> **Provided information**:
+++
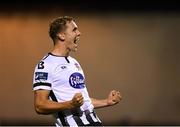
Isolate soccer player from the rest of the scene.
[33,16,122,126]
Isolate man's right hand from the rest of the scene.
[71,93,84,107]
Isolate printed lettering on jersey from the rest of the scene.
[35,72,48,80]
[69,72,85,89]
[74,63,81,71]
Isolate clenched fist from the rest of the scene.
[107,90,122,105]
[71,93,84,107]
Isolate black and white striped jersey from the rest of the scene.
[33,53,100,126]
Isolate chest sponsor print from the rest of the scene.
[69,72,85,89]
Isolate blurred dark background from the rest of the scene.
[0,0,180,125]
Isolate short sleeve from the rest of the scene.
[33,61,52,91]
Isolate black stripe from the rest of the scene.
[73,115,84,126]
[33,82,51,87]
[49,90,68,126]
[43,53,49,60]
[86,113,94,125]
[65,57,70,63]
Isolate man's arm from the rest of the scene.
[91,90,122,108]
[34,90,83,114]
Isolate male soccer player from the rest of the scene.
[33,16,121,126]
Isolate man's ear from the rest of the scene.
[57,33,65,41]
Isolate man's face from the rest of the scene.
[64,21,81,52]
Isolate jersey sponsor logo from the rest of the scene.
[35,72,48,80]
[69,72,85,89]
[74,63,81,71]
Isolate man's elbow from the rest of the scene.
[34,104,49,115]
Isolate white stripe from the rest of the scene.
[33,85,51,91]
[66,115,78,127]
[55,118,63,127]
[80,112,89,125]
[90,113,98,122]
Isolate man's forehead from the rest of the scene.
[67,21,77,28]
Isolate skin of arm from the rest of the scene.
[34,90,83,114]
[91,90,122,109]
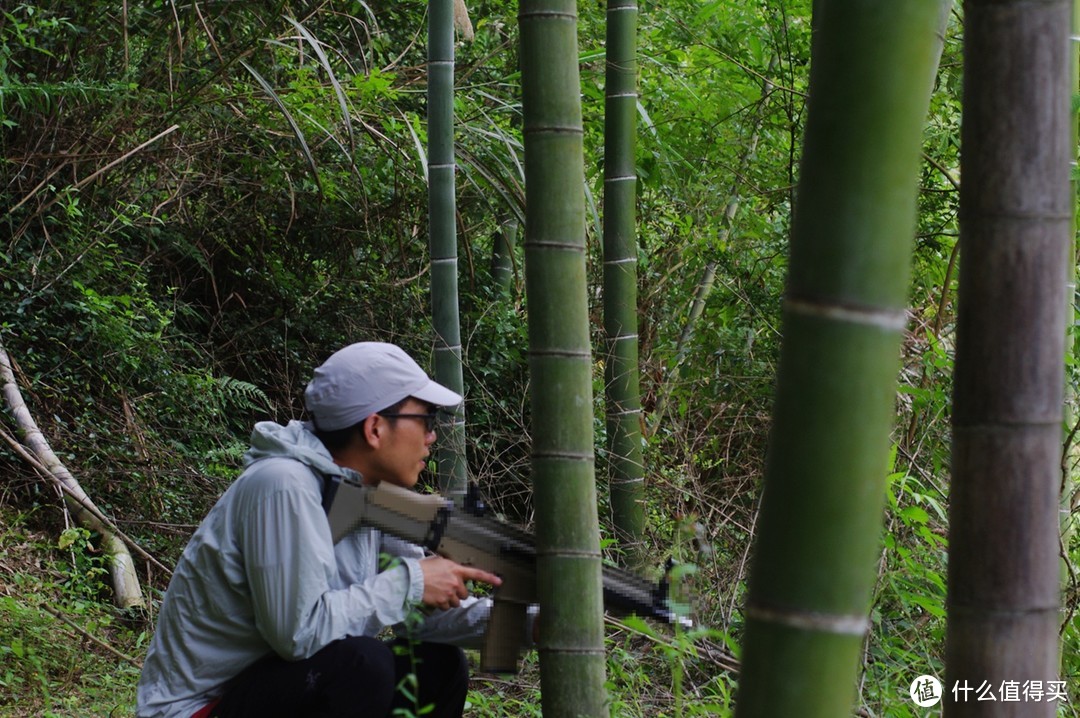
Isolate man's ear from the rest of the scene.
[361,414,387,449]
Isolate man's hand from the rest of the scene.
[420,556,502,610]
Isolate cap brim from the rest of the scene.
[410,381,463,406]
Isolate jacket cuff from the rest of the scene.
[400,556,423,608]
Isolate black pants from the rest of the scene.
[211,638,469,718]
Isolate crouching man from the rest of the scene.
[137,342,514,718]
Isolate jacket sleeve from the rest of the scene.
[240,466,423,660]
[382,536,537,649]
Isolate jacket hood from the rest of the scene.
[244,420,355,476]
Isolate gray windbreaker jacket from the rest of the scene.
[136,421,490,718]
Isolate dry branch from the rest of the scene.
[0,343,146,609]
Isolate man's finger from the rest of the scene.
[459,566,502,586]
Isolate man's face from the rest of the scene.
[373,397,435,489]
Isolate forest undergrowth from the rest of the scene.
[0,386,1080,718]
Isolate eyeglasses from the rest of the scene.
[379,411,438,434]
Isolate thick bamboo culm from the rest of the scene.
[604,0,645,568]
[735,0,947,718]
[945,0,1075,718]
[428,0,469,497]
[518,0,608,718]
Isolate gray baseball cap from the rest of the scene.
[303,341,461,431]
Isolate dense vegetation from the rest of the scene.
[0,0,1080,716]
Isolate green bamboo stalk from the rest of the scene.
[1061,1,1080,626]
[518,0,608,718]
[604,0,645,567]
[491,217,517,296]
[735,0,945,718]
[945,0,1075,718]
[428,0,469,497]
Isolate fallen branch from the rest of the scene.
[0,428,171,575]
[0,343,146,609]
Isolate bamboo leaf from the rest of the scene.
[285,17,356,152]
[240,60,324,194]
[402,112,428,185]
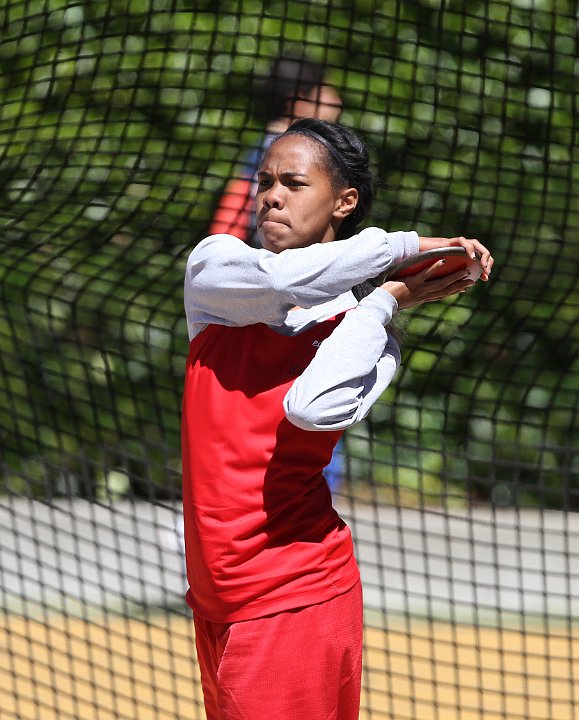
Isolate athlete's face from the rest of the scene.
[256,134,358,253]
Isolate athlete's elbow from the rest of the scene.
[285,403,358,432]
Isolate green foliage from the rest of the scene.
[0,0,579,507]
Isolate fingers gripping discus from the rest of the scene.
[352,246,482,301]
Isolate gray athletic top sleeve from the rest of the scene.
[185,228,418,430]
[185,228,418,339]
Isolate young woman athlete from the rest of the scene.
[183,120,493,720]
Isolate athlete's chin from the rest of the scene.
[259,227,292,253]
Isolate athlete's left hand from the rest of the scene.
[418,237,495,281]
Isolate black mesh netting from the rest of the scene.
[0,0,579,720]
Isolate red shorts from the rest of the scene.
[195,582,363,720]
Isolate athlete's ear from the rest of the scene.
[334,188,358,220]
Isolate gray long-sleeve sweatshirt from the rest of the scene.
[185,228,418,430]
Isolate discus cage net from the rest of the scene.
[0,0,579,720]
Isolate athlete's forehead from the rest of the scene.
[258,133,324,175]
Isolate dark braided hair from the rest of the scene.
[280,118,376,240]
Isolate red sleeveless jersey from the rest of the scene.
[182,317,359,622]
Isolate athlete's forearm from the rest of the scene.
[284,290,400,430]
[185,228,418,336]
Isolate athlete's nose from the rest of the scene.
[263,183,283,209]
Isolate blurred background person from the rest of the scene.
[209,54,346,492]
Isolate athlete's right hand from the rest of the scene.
+++
> **Brief**:
Count the lines in the items above that contain the string "soccer", treating case as significant, and give only the number.

> **Result below**:
2